▶ 待办任务:
1) 请用两句话概括下面这篇关于MapReduce单词统计的文章。
2) 根据下面这篇关于MapReduce单词统计的文章，伪分布式配置需要配置哪些核心文件？

▶ 文章节选:
+-------+

MapReduce之单词统计

提示：文章写完后，目录可以自动生成，如何生成可参考右边的帮助文档

MapReduce单词统计

一、搭建环境
二、编写WordCount程序
- 1.在IDEA中引入所需的jar包，IDEA支持文件夹方式引入
- 2.代码编写
- 3.代码打包
- 4.程序调试
总结

一、搭建环境

window下安装jdk和idea
VM安装Linux
配置JDK：JDK是Java运行环境，基于Java编写的应用程序都需要Java运行环境，显然Hadoop是基于Java开发的，所以也需要配置JDK环境。
上传并解压jdk压缩包至Linux服务器
配置jdk全局环境变量
安装Hadoop：上传并解压jdk压缩包至Linux服务器；配置Hadoop全局环境变量
伪分布式配置：配置核心文件hadoop-env.sh、core-site.xml、hdfs-site.xml、mapred-site.xml、yarn-site.xml

二、编写WordCount程序 1.在IDEA中引入所需的jar包，IDEA支持文件夹方式引入 2.代码编写

1.编写Mapper函数
2.编写Reducer函数
3.编写Main函数主入口

Mapper代码如下：

import java.io.IOException;
import org.apache.hadoop.io.LongWritable;
import org.apache.hadoop.io.Text;
import org.apache.hadoop.mapreduce.Mapper;

public class WordCountMapper extends Mapper {

   @Override
   protected void map(LongWritable key, Text value, Context context)

+-------+

▶ 所示材料:
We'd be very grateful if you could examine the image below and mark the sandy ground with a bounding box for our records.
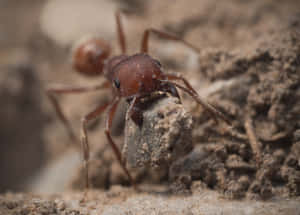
[0,0,300,214]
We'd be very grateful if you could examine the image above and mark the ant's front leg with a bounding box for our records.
[105,97,136,188]
[46,82,110,146]
[81,103,109,194]
[115,11,126,54]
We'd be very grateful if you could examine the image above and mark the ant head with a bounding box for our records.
[72,37,110,76]
[111,54,164,97]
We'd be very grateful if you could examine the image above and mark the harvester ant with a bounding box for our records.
[46,12,230,188]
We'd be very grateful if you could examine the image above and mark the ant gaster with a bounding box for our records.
[47,12,230,188]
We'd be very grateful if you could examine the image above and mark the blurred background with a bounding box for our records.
[0,0,300,195]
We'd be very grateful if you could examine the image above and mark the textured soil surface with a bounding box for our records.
[0,0,300,214]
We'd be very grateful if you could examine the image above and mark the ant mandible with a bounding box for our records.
[46,12,230,188]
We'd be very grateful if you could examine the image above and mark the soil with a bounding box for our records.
[0,0,300,214]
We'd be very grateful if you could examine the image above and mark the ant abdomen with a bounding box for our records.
[72,37,110,76]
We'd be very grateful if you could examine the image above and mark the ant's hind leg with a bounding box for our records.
[105,97,136,188]
[115,11,126,54]
[46,82,110,146]
[141,28,199,53]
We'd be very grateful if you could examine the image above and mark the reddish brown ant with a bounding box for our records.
[47,12,230,190]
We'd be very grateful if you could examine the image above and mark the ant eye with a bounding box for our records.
[114,79,120,89]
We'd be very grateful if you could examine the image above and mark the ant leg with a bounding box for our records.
[115,11,126,54]
[141,28,199,53]
[81,103,110,190]
[126,96,143,126]
[160,80,231,125]
[105,97,135,187]
[46,82,110,148]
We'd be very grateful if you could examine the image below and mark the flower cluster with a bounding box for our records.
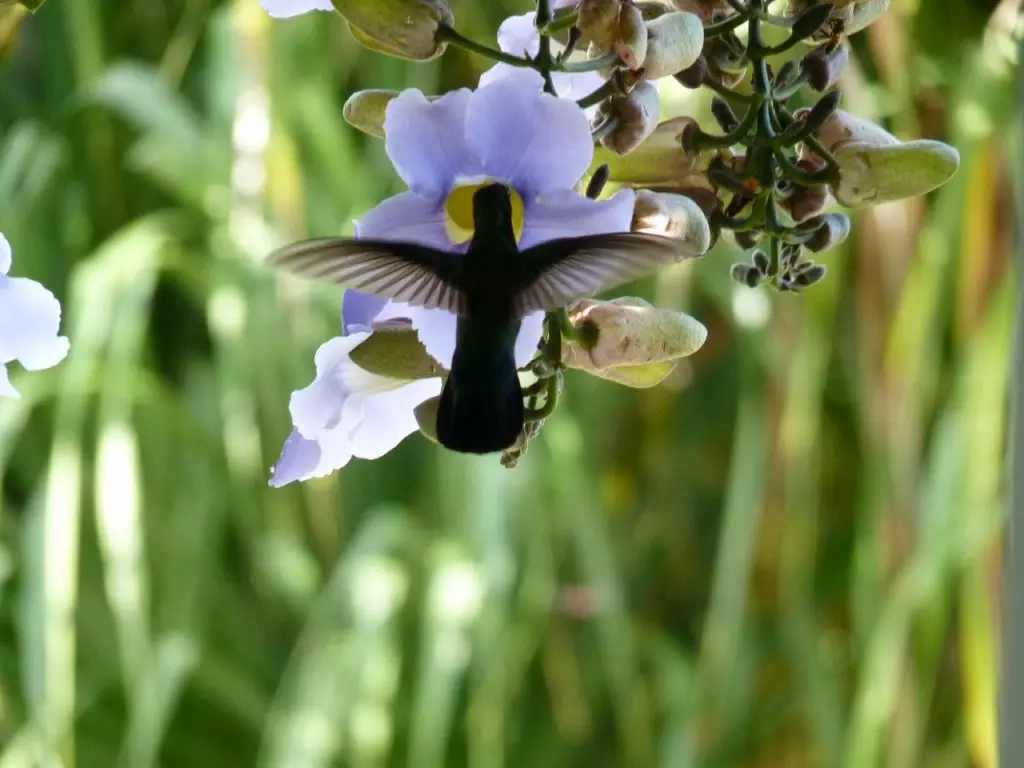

+-------+

▶ 最终答案:
1) 文章介绍用MapReduce实现单词统计，先要在Windows下安装JDK和IDEA，在虚拟机中安装Linux，并配置JDK、Hadoop及伪分布式环境。之后在IDEA中引入所需jar包，编写Mapper、Reducer和Main函数，再进行代码打包和程序调试。

2) hadoop-env.sh、core-site.xml、hdfs-site.xml、mapred-site.xml和yarn-site.xml。